• **WHAT YOU WILL DO**
These entries must be printed again exactly as they are.

[DATA — start]

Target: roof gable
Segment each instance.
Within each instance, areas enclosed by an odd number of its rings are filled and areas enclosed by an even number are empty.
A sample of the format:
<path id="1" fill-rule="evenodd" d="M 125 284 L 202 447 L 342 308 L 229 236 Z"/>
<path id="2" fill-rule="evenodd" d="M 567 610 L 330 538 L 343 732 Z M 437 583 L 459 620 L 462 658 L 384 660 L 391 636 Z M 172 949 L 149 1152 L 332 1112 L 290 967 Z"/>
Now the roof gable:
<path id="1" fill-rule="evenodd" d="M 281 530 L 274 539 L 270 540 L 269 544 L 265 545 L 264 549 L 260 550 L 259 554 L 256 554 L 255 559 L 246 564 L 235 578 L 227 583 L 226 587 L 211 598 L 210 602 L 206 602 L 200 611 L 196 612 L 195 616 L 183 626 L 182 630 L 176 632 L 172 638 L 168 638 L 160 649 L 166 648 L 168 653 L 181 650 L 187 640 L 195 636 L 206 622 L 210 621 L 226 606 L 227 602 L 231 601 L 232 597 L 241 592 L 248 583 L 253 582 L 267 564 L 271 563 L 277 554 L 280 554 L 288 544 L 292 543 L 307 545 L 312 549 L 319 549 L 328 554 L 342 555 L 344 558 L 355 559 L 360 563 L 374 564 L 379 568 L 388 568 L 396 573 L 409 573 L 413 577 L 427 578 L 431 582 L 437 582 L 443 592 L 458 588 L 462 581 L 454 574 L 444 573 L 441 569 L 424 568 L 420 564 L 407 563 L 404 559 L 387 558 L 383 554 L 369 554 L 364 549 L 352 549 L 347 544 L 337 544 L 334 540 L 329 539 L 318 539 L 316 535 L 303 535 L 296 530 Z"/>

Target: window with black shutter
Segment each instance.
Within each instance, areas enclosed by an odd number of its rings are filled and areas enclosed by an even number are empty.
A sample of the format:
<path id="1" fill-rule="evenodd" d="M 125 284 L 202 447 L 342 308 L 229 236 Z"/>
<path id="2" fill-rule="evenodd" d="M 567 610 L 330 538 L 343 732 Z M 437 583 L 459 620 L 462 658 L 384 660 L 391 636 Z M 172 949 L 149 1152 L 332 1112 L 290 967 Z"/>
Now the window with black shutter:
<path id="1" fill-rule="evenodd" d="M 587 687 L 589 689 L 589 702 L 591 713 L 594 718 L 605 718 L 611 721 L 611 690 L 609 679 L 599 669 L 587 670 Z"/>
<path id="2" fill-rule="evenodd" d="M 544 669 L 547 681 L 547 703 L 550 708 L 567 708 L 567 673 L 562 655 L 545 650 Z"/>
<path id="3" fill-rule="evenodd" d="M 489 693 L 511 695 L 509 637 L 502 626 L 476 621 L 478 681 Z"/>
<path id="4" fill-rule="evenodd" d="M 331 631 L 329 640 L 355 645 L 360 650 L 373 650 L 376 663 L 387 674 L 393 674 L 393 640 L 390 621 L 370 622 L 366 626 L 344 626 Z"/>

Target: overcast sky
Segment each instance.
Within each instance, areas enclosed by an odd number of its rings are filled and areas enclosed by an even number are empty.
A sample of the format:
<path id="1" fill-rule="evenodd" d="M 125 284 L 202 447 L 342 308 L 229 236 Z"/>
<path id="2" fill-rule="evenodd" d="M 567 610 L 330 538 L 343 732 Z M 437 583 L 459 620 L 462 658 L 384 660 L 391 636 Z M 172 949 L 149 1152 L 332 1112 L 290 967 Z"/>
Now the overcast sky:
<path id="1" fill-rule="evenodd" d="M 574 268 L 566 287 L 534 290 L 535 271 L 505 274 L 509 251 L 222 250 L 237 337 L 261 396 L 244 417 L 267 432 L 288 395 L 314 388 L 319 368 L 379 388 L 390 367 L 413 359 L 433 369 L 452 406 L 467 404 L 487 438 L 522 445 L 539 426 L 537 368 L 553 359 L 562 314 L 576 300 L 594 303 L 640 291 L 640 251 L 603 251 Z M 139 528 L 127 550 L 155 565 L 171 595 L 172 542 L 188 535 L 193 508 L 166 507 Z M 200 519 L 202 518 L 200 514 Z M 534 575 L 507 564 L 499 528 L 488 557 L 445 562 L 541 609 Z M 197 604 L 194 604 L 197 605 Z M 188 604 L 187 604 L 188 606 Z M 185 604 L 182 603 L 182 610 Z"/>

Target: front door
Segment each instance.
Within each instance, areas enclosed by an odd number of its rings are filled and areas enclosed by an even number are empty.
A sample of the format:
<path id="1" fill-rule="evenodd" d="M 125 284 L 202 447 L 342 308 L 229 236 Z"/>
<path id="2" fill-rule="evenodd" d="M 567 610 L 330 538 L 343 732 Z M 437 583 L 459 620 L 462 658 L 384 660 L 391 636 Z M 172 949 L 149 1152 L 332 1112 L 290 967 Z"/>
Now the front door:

[DATA — finish]

• **EXERCISE RESULT**
Target: roof gable
Segment each instance.
Within each instance, areas enclosed by an odd number of its rings are filled and areas enclosed by an even number are empty.
A sample of the format:
<path id="1" fill-rule="evenodd" d="M 125 284 L 202 447 L 342 308 L 229 236 Z"/>
<path id="2" fill-rule="evenodd" d="M 567 610 L 330 538 L 343 732 Z M 437 583 L 459 620 L 462 658 L 384 660 L 391 636 Z M 172 949 L 149 1152 L 332 1112 L 290 967 Z"/>
Now the roof gable:
<path id="1" fill-rule="evenodd" d="M 281 530 L 274 539 L 270 540 L 269 544 L 265 545 L 264 549 L 260 550 L 259 554 L 256 554 L 255 559 L 246 564 L 235 578 L 227 583 L 226 587 L 211 598 L 210 602 L 206 602 L 200 611 L 196 612 L 195 616 L 183 626 L 182 630 L 176 632 L 172 638 L 168 638 L 160 649 L 166 648 L 168 653 L 181 650 L 187 640 L 195 636 L 206 622 L 210 621 L 226 606 L 227 602 L 231 601 L 232 597 L 241 592 L 248 583 L 253 582 L 267 564 L 271 563 L 277 554 L 280 554 L 288 544 L 292 543 L 307 545 L 312 549 L 319 549 L 328 554 L 342 555 L 344 558 L 355 559 L 360 563 L 374 564 L 379 568 L 388 568 L 396 573 L 409 573 L 413 577 L 427 578 L 431 582 L 437 582 L 443 592 L 458 588 L 462 581 L 454 574 L 444 573 L 441 569 L 424 568 L 420 564 L 407 563 L 404 559 L 387 558 L 383 554 L 369 554 L 364 549 L 352 549 L 347 544 L 337 544 L 334 540 L 329 539 L 318 539 L 316 535 L 303 535 L 296 530 Z"/>

Target: window with black shutter
Segment each instance.
Within each instance, areas enclosed by an odd number of its rings are filled and areas enclosed by an even number are empty.
A sample of the format:
<path id="1" fill-rule="evenodd" d="M 125 284 L 202 447 L 342 308 L 229 236 Z"/>
<path id="2" fill-rule="evenodd" d="M 567 610 L 330 538 L 343 732 Z M 437 583 L 459 620 L 462 658 L 384 660 L 391 636 Z M 172 949 L 149 1152 L 332 1112 L 290 967 Z"/>
Now the window with black shutter:
<path id="1" fill-rule="evenodd" d="M 587 687 L 589 689 L 589 702 L 591 713 L 594 718 L 605 718 L 611 721 L 611 690 L 609 679 L 599 669 L 587 670 Z"/>
<path id="2" fill-rule="evenodd" d="M 544 669 L 547 681 L 547 703 L 550 708 L 567 708 L 567 673 L 562 655 L 545 650 Z"/>
<path id="3" fill-rule="evenodd" d="M 489 693 L 511 695 L 509 637 L 502 626 L 476 621 L 478 681 Z"/>
<path id="4" fill-rule="evenodd" d="M 331 631 L 329 640 L 355 645 L 360 650 L 373 650 L 376 663 L 387 674 L 393 674 L 393 640 L 390 621 L 370 622 L 366 626 L 344 626 Z"/>

Target: overcast sky
Segment each instance.
Within each instance, areas enclosed by an odd number of its rings are filled and areas enclosed by an even number are empty.
A sample of the format:
<path id="1" fill-rule="evenodd" d="M 125 284 L 202 447 L 342 308 L 229 236 Z"/>
<path id="2" fill-rule="evenodd" d="M 567 610 L 330 538 L 343 732 Z M 437 583 L 459 620 L 462 658 L 384 660 L 391 636 Z M 172 949 L 149 1152 L 332 1112 L 290 967 Z"/>
Now the overcast sky:
<path id="1" fill-rule="evenodd" d="M 574 268 L 566 287 L 534 290 L 535 271 L 505 274 L 509 251 L 222 250 L 237 337 L 261 396 L 244 417 L 267 432 L 288 395 L 314 388 L 319 368 L 379 388 L 390 367 L 413 359 L 433 369 L 452 406 L 467 404 L 487 438 L 522 445 L 539 426 L 537 368 L 553 359 L 562 314 L 576 300 L 594 303 L 640 291 L 640 251 L 603 251 Z M 139 528 L 127 550 L 155 565 L 171 595 L 172 542 L 188 535 L 193 508 L 166 507 Z M 200 519 L 202 518 L 200 514 Z M 534 575 L 507 564 L 499 528 L 488 557 L 445 562 L 541 609 Z M 197 604 L 194 604 L 197 605 Z M 188 604 L 187 604 L 188 606 Z M 185 604 L 182 603 L 182 610 Z"/>

Target: front door
Segment each instance.
Within each instance, areas enclosed by an odd number of its rings are filled and areas enclosed by an even number are empty.
A sample of the format:
<path id="1" fill-rule="evenodd" d="M 125 284 L 202 447 L 342 308 L 229 236 Z"/>
<path id="2" fill-rule="evenodd" d="M 567 610 L 330 538 L 343 732 Z M 437 583 L 459 620 L 462 658 L 384 660 L 391 636 Z M 172 949 L 149 1152 L 332 1112 L 290 967 Z"/>
Now the front door:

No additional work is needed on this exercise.